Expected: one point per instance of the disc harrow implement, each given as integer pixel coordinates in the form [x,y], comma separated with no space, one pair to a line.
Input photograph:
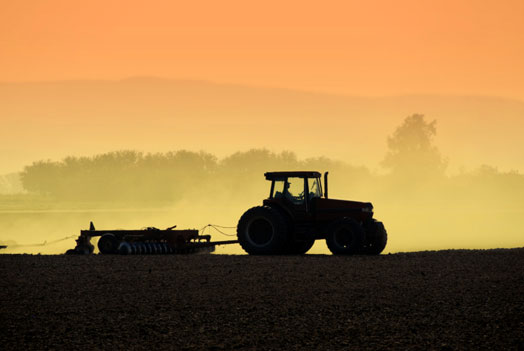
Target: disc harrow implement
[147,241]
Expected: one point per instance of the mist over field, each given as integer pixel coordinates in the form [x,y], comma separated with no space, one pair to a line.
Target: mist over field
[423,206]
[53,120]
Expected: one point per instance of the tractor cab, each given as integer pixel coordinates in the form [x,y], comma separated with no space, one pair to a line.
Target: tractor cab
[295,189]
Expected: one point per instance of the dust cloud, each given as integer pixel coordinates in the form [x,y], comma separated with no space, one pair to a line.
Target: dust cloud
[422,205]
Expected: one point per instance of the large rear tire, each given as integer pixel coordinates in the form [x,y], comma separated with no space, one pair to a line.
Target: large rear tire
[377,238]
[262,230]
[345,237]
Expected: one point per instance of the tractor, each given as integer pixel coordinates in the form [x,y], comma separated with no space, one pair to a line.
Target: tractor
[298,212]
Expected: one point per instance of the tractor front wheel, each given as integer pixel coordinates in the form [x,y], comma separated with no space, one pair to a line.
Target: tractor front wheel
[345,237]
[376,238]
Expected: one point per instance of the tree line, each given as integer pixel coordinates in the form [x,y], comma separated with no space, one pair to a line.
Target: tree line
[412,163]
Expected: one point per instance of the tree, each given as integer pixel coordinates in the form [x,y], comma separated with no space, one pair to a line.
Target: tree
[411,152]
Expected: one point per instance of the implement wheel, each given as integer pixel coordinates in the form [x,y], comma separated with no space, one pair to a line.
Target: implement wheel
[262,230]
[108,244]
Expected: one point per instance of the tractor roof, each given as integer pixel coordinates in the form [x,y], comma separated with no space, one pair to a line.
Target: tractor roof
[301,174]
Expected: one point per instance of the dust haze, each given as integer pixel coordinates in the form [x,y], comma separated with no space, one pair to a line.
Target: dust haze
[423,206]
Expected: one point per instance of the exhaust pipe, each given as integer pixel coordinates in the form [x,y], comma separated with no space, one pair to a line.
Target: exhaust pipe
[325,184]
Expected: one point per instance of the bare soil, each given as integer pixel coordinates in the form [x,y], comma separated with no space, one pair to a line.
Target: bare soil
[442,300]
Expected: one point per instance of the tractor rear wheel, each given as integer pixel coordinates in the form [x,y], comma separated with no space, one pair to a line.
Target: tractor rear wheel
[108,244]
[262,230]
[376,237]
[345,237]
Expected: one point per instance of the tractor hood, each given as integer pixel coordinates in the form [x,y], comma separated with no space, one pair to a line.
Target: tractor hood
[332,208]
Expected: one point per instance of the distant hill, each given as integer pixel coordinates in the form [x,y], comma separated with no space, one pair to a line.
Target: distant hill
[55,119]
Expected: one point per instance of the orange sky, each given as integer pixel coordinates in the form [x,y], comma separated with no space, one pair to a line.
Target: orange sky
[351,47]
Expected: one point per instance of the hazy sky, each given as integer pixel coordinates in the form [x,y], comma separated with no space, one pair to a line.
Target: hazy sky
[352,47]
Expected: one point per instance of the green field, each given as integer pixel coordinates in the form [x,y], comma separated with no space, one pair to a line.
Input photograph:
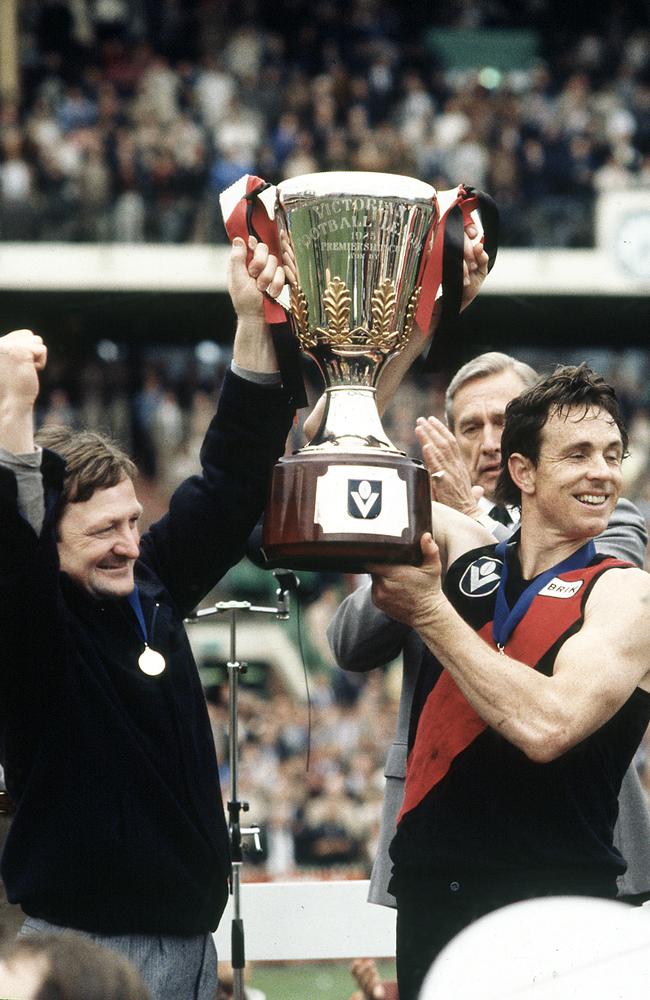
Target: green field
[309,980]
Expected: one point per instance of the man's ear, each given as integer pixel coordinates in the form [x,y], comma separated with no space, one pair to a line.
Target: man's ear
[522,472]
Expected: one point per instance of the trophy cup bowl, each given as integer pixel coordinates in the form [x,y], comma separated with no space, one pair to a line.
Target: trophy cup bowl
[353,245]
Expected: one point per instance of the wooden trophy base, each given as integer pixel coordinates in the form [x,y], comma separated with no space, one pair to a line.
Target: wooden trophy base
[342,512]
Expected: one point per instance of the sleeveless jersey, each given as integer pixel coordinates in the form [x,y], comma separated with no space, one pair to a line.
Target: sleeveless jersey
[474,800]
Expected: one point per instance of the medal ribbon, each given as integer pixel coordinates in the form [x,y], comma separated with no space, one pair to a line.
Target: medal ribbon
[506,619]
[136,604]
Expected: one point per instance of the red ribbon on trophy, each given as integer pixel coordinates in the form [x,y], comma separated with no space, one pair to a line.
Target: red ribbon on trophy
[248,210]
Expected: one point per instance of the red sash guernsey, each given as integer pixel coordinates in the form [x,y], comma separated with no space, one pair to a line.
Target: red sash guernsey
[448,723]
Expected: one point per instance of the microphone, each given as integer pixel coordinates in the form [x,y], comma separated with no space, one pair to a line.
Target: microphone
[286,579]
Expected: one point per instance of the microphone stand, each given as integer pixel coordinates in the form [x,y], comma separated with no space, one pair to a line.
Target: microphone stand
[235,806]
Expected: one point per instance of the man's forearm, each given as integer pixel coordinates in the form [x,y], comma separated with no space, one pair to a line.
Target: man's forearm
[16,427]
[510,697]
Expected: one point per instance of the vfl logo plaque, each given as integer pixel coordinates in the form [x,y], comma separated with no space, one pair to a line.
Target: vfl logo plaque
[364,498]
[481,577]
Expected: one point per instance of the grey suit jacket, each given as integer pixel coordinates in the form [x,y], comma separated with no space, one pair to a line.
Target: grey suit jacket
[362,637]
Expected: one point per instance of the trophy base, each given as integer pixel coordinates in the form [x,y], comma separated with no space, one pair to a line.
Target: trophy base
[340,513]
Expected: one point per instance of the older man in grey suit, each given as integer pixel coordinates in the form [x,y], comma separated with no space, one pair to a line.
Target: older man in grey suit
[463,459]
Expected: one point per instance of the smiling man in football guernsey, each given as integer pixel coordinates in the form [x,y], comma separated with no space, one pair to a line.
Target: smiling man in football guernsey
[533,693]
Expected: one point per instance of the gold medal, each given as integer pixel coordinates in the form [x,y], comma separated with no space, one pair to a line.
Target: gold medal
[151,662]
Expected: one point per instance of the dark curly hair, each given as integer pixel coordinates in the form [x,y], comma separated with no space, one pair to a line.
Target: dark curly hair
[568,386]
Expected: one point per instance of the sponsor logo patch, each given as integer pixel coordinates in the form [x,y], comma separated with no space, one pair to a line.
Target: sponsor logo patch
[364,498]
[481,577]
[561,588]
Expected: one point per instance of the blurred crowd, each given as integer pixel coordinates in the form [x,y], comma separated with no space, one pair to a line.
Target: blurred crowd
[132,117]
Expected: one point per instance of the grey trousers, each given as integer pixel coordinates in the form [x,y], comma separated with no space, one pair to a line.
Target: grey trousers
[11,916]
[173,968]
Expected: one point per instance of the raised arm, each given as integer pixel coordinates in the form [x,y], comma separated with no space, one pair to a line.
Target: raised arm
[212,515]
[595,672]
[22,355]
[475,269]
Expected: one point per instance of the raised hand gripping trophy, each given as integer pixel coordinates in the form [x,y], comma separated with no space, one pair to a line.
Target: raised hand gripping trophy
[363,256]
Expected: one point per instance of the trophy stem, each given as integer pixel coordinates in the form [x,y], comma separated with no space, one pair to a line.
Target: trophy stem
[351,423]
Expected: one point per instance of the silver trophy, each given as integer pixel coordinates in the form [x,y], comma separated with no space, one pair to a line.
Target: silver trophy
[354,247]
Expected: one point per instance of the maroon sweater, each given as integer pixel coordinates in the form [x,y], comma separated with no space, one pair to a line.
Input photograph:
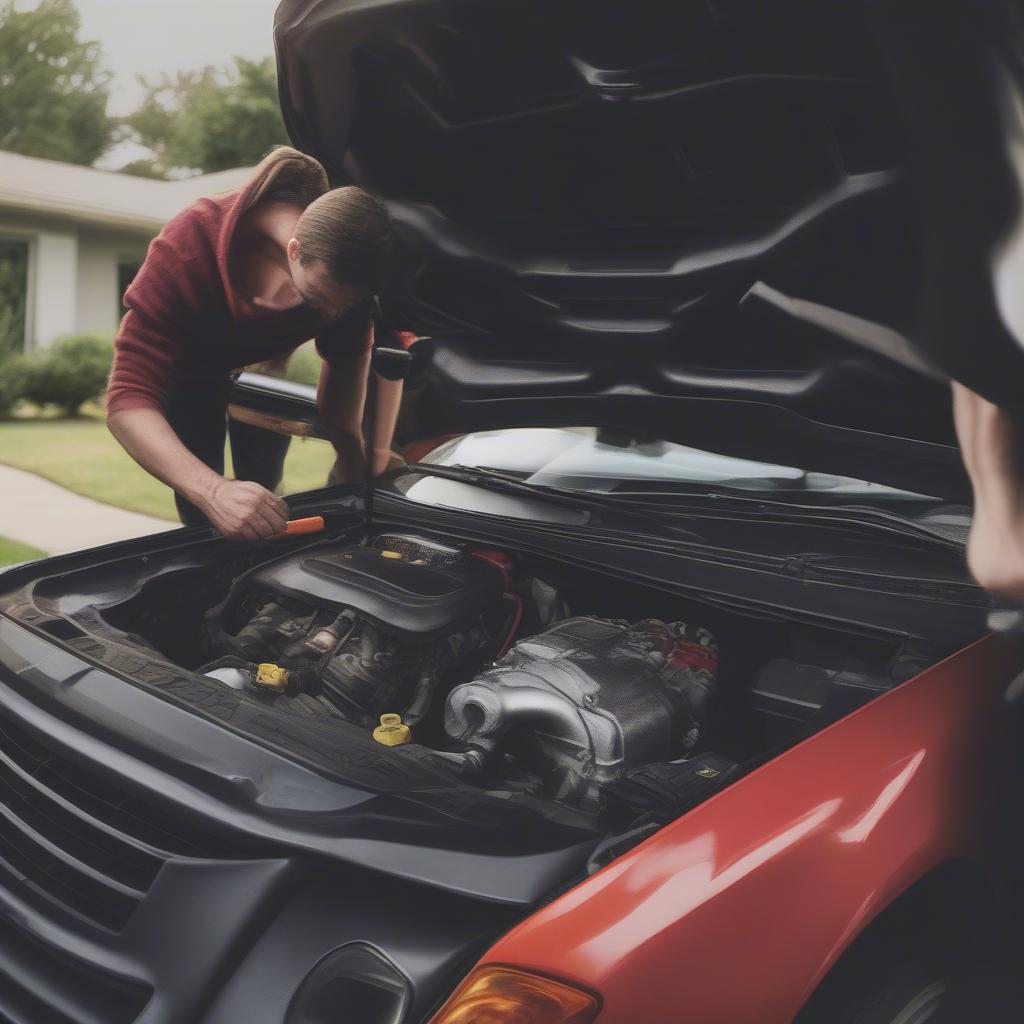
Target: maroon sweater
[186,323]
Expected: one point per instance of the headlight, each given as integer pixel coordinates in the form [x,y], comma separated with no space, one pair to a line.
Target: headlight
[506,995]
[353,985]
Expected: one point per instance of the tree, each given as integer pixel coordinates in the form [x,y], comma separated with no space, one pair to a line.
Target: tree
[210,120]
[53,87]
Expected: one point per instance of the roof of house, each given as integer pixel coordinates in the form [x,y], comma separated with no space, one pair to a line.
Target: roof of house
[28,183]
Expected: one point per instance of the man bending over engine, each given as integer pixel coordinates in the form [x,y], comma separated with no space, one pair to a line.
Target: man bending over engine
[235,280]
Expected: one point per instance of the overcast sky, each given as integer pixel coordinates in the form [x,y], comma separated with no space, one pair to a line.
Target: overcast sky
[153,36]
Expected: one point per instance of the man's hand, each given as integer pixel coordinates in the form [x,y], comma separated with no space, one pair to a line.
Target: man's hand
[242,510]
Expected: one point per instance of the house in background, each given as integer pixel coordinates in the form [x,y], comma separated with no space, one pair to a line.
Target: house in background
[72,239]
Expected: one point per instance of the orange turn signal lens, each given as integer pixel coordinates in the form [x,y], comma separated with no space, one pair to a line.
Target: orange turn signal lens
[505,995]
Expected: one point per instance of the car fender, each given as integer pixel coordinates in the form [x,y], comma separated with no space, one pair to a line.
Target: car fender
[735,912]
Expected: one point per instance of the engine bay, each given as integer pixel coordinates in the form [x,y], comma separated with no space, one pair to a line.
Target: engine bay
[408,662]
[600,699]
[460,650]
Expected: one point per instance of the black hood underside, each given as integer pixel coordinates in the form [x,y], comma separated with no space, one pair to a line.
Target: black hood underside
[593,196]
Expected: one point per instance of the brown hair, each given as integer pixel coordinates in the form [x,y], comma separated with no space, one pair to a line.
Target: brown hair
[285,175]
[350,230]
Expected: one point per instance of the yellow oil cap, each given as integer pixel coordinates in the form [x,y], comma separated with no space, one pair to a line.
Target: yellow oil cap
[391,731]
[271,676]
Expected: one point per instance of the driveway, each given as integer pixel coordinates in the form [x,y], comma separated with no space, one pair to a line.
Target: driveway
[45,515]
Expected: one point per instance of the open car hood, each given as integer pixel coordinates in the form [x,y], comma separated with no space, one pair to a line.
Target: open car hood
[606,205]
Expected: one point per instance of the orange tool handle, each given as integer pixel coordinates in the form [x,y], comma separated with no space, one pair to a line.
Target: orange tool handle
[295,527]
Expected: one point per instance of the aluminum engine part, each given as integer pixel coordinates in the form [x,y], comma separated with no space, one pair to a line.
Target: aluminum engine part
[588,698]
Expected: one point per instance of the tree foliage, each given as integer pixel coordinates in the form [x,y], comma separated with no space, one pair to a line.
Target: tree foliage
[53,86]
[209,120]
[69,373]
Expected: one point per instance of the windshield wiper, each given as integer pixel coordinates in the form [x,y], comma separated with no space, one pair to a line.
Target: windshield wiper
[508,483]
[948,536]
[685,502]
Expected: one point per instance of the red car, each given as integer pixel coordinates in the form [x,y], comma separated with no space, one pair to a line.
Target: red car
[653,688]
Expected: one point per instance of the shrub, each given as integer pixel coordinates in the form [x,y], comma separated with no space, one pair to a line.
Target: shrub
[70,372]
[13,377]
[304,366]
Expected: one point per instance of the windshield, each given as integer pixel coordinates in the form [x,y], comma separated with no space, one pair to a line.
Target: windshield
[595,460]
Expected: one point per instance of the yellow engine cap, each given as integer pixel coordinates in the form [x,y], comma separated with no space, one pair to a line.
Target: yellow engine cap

**Work to be completed**: Print from the line containing "Expected: one point per instance of the tree foliage, each" to the last line above, exactly as written.

**Solved exercise**:
Expected: one point per instance of the tree foliage, each given as integer pixel coordinates in the form [x,y], comma separated with no space, one pair to a line.
Target: tree foliage
[53,86]
[209,120]
[69,373]
Expected: one point per instance of the windshield wiper, each given as integer pixel coordinates in the form [x,y], comma separated with no space, one pair to a line.
Target: windshield wiper
[508,483]
[948,536]
[685,502]
Expected: one point per instance of the red car, each given as integer pixel coordinates in the form [x,y], comma separated with no space, one pair to a line.
Target: red car
[653,688]
Expected: one point per instance of the shrub, each given as integer pixel coordinates in the form [x,y], comma separated with no space, one pair to a line.
Target: shrub
[70,372]
[13,377]
[304,366]
Expected: one point per instance of the windshield, each given as integer pixel coordinates in the form [x,y], comma separated with no space, one pair to a line.
Target: windshield
[595,460]
Expected: one point per instance of the yellow engine cap, each given as integer pixel coordinates in the form [x,y], comma separated with no space, one pair to a line.
Target: yellow engine cap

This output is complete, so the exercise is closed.